(TASK REQUIREMENTS) Exactly reproduce the line that contains "Please identify the man in" and all lines after it in the entries below, through the very last line.

(SUPPLIED MATERIAL)
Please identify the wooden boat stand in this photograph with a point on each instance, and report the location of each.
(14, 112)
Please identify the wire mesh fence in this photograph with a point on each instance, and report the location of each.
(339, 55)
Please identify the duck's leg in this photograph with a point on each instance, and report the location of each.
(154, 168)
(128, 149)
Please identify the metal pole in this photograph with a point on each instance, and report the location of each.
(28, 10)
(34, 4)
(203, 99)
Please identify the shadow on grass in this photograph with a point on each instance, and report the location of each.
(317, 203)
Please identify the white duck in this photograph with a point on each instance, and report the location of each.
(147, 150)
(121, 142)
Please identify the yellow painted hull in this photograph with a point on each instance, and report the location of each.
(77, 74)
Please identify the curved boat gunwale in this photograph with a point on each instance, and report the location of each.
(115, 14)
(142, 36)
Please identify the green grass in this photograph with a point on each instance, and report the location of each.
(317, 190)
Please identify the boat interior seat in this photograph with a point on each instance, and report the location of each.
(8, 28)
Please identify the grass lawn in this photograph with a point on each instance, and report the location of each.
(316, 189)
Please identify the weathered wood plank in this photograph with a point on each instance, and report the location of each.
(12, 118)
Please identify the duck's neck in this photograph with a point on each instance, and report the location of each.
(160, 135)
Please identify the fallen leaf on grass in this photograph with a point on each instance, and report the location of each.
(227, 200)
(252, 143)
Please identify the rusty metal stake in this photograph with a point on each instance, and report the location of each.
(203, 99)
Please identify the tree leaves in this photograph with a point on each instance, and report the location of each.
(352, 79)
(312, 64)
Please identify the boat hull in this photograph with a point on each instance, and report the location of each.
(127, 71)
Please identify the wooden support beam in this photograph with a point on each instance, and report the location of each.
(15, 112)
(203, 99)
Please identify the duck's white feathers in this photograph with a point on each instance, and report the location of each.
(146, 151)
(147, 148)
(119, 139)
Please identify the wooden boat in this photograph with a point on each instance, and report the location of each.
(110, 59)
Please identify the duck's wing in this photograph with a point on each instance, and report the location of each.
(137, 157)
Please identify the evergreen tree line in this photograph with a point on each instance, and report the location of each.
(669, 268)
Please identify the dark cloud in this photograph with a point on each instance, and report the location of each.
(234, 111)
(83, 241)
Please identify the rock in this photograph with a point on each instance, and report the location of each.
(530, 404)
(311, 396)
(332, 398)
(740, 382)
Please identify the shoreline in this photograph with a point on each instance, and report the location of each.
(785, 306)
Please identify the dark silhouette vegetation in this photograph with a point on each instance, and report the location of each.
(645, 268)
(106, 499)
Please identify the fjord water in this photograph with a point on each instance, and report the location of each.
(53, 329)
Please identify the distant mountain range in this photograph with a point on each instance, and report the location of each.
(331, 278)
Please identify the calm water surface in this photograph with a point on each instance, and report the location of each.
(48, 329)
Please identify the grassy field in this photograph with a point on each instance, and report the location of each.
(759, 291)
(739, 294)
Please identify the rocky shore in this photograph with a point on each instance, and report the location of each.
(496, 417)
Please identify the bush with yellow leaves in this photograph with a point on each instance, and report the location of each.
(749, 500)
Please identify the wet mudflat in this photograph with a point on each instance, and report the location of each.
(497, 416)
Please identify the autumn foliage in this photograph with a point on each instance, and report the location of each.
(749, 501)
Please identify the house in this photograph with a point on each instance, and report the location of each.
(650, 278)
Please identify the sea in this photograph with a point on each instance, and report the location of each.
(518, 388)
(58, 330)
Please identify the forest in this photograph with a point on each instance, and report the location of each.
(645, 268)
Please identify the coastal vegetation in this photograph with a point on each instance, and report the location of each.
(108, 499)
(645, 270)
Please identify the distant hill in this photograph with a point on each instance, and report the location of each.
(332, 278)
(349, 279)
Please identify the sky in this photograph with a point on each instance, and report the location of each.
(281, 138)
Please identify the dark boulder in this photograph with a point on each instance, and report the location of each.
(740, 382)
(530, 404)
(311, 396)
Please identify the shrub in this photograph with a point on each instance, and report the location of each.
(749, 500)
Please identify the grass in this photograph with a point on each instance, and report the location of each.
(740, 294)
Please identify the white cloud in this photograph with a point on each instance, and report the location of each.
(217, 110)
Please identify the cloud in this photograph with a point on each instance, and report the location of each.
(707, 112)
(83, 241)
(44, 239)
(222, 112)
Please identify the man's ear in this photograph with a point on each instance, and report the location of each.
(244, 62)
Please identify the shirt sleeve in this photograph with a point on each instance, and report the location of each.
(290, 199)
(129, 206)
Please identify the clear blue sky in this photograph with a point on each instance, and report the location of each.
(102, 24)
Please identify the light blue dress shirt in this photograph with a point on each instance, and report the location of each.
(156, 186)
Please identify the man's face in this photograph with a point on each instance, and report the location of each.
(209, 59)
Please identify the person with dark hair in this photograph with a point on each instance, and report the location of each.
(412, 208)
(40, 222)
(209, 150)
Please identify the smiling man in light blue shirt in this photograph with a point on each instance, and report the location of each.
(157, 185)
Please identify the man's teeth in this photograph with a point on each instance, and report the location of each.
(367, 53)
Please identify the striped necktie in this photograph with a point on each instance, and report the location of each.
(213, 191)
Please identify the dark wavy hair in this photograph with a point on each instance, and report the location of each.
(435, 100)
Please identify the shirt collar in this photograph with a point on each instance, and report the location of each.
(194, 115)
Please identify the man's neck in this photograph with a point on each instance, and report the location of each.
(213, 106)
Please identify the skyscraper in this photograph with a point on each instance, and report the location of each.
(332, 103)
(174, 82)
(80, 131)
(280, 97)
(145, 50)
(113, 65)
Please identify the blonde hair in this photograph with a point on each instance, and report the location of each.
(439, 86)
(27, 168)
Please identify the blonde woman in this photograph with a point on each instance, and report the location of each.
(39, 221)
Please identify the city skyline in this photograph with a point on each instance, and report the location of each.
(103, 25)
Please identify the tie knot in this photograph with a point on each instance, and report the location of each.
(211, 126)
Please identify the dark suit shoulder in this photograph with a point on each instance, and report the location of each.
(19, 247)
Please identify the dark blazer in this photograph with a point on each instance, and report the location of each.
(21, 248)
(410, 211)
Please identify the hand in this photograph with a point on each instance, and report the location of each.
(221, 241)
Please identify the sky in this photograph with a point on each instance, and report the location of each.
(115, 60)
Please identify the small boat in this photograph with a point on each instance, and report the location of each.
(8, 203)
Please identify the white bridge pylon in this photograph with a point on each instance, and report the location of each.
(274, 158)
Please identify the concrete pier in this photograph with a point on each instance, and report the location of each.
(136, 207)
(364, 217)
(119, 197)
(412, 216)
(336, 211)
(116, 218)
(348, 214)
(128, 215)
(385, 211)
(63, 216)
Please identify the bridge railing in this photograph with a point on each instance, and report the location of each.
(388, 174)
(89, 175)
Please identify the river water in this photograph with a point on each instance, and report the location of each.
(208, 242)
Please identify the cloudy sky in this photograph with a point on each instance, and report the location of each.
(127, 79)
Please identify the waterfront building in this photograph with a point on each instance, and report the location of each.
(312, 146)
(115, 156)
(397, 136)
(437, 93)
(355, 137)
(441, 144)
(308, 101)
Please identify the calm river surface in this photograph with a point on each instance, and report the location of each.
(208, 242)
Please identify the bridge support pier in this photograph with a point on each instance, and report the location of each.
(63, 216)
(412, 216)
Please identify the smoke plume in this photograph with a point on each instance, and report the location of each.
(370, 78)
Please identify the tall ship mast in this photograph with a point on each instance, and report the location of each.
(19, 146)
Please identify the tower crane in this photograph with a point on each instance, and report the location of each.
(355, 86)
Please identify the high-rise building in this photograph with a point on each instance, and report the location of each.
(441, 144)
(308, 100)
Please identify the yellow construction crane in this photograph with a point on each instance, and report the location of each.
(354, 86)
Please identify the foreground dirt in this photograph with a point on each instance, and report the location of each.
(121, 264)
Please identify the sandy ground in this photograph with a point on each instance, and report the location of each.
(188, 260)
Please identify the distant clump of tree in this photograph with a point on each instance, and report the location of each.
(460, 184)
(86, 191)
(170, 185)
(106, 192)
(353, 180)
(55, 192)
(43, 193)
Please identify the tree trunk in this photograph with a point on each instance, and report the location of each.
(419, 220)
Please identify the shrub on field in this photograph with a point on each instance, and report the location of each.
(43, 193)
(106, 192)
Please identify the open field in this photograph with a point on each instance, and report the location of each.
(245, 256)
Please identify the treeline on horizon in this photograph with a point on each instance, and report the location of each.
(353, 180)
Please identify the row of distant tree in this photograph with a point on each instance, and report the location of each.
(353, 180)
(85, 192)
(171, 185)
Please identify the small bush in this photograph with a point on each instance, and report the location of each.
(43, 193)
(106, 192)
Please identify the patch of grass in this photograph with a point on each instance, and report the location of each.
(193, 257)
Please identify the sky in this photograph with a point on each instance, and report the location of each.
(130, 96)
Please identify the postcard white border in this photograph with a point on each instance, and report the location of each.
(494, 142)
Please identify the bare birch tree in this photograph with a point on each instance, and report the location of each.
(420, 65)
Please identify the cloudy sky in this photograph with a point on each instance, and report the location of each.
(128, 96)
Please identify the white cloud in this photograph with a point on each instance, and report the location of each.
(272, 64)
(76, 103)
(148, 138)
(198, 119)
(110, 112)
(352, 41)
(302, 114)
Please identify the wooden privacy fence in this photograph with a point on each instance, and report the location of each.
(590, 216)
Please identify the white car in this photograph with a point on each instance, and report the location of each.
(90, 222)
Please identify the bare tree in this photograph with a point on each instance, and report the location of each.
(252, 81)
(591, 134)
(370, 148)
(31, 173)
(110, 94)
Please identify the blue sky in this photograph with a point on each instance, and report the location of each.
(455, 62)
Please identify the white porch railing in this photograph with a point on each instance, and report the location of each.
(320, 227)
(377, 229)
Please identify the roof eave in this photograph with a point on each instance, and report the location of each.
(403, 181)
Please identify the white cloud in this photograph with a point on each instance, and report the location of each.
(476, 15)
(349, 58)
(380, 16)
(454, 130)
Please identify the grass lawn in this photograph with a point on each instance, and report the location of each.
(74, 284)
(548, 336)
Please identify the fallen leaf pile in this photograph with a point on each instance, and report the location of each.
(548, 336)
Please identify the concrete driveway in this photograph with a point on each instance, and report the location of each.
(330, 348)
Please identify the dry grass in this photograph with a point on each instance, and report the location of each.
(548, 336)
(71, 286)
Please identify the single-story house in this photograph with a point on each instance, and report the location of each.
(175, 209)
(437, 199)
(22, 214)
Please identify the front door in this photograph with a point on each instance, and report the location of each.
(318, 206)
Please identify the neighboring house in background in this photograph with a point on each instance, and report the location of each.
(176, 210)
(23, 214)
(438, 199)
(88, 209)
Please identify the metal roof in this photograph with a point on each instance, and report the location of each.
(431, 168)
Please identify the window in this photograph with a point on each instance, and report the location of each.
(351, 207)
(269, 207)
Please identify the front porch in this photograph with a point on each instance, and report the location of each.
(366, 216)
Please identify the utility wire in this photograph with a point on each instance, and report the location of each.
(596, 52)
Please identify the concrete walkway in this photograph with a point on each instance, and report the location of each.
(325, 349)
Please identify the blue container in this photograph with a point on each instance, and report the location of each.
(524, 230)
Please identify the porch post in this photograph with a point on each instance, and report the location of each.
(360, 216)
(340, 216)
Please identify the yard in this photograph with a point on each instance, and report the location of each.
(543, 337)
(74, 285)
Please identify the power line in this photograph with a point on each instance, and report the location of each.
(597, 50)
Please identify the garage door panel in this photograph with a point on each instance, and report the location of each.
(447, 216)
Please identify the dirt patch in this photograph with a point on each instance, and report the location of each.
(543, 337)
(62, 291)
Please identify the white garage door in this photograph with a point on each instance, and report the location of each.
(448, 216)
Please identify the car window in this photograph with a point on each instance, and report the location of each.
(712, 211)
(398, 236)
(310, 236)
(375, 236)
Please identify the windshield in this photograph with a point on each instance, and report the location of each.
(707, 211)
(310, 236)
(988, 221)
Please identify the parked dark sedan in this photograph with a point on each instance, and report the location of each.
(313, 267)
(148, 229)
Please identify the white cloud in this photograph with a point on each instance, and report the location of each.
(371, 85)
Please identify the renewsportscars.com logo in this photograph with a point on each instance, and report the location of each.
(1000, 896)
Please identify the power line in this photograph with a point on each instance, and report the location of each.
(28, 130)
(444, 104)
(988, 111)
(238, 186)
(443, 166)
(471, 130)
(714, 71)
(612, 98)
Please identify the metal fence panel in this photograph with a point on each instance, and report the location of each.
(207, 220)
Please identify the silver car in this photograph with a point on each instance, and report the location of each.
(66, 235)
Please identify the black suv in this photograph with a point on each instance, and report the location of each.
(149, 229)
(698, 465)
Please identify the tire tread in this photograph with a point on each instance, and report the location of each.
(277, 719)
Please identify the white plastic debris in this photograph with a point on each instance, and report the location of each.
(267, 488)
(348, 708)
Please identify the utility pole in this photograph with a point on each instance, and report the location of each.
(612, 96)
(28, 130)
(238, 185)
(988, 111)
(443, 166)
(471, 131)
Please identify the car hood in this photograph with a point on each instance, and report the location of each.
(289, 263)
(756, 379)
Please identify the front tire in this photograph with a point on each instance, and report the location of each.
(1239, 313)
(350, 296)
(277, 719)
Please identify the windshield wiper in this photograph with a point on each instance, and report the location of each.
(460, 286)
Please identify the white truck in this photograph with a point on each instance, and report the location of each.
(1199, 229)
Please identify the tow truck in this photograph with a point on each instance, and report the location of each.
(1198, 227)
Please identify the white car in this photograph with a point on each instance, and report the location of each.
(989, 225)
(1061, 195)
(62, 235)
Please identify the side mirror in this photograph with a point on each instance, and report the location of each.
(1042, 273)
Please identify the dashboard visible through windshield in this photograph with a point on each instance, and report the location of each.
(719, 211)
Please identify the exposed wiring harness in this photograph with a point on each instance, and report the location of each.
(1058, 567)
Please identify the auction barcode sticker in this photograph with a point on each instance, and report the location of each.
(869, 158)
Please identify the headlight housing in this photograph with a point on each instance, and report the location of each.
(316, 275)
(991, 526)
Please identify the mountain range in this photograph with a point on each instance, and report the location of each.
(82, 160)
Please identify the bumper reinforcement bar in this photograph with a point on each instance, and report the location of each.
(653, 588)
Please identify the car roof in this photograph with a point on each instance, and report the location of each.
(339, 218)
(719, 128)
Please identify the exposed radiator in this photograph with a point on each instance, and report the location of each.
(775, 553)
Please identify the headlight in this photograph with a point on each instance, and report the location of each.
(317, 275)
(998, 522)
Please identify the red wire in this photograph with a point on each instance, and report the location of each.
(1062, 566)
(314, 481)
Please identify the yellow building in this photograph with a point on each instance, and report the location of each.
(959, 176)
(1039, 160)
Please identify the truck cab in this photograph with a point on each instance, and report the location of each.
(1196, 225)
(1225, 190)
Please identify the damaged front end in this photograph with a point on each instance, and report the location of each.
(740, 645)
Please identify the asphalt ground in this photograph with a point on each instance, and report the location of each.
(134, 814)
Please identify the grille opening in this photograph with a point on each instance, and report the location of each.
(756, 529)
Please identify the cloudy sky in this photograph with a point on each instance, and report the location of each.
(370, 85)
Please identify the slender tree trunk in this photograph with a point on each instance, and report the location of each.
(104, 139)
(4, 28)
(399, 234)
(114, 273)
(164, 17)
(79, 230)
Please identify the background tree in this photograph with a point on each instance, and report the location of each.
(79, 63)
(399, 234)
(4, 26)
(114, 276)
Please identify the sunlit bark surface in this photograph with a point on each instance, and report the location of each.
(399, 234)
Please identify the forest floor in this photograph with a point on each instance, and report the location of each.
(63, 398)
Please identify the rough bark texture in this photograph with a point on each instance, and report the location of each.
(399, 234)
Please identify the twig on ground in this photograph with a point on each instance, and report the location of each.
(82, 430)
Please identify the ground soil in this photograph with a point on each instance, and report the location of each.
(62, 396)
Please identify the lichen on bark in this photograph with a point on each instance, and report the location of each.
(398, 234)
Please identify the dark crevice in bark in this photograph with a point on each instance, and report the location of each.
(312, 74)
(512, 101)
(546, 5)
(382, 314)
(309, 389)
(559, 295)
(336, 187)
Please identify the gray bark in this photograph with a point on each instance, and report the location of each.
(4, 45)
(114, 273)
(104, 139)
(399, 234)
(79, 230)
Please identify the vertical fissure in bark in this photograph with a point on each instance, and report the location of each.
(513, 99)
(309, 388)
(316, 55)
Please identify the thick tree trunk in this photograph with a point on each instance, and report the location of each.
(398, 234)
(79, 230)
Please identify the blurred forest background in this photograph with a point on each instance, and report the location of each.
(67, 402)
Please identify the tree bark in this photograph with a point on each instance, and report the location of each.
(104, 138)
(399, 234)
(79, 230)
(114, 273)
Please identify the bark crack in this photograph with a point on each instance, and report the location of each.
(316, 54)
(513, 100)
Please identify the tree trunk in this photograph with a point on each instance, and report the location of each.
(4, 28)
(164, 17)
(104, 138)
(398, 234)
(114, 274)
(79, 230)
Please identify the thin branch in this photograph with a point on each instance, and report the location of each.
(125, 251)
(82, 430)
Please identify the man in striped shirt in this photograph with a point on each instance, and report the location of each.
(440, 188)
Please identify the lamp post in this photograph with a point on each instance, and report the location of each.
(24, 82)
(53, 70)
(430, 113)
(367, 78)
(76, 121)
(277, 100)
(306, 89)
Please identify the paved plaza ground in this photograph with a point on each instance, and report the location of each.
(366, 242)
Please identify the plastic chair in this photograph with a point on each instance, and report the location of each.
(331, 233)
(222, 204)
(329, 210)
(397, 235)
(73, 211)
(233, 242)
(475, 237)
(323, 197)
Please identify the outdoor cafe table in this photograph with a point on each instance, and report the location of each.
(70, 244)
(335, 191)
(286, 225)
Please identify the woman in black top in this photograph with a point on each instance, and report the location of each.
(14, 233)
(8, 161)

(CORRECT RESULT)
Please identify the man in striped shirt in this photograph with a point on each instance, and report the location of each.
(440, 188)
Please identify the lamp post in this photograph with a point on each instance, and report the location of each.
(24, 82)
(53, 70)
(430, 113)
(367, 78)
(76, 121)
(277, 100)
(306, 89)
Please identify the paved plaza ground in this photograph with a point on each instance, and report the location of each.
(366, 242)
Please identify the plastic chair in this photograph with a point on each instance, and report the location of each.
(331, 233)
(222, 204)
(329, 210)
(397, 235)
(73, 211)
(233, 242)
(475, 237)
(323, 197)
Please identify the outdoor cafe table in this photograph with a point on each instance, and report the location of each.
(70, 244)
(335, 191)
(286, 225)
Please identify the woman in black top in this photograph with a point on each instance, and report the location of each.
(14, 233)
(8, 161)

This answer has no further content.